◆ **Data in this exercise**:
------------------------------------------------------------
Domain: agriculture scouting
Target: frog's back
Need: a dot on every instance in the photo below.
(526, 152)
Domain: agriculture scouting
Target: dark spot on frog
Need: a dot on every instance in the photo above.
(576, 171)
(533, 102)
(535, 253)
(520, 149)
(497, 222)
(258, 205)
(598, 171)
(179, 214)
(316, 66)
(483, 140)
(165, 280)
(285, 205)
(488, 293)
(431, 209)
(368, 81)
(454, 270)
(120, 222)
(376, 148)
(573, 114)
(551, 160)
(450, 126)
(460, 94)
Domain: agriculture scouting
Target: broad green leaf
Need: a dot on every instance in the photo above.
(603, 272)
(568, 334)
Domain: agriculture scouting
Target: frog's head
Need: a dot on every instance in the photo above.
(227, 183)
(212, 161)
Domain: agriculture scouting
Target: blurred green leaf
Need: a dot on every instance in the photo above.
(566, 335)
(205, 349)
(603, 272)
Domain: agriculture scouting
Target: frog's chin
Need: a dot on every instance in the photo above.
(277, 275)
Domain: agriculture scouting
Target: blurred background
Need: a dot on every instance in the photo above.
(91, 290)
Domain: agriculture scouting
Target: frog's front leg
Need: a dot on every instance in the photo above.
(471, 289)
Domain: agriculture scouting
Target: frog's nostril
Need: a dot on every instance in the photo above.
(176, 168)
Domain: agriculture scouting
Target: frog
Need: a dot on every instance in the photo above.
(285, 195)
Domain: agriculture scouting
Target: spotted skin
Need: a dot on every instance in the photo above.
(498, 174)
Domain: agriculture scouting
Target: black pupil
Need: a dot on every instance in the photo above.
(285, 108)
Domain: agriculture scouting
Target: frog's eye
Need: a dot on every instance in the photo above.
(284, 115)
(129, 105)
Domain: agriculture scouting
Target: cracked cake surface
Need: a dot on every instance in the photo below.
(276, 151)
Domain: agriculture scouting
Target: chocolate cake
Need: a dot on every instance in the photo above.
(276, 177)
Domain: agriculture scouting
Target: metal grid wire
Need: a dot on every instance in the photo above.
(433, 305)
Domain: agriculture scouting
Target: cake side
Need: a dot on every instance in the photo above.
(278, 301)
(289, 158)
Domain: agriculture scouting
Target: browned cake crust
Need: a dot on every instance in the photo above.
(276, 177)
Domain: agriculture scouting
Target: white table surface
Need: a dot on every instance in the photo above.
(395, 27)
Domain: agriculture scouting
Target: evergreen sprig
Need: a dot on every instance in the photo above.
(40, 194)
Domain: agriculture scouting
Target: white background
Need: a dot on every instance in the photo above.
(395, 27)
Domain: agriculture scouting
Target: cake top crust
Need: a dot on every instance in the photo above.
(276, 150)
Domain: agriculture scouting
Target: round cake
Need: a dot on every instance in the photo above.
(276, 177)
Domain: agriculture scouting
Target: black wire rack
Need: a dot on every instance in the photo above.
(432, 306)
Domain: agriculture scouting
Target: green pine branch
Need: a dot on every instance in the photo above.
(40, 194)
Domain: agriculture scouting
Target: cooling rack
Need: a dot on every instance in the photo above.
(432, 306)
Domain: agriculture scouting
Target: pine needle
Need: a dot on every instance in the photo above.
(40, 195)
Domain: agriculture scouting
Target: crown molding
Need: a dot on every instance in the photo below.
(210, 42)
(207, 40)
------------------------------------------------------------
◆ **Given exercise**:
Pull out each line of the records above that contains the string "leaf". Case counts.

◆ **Finished exercise**:
Target: broad green leaf
Target: blurred green leaf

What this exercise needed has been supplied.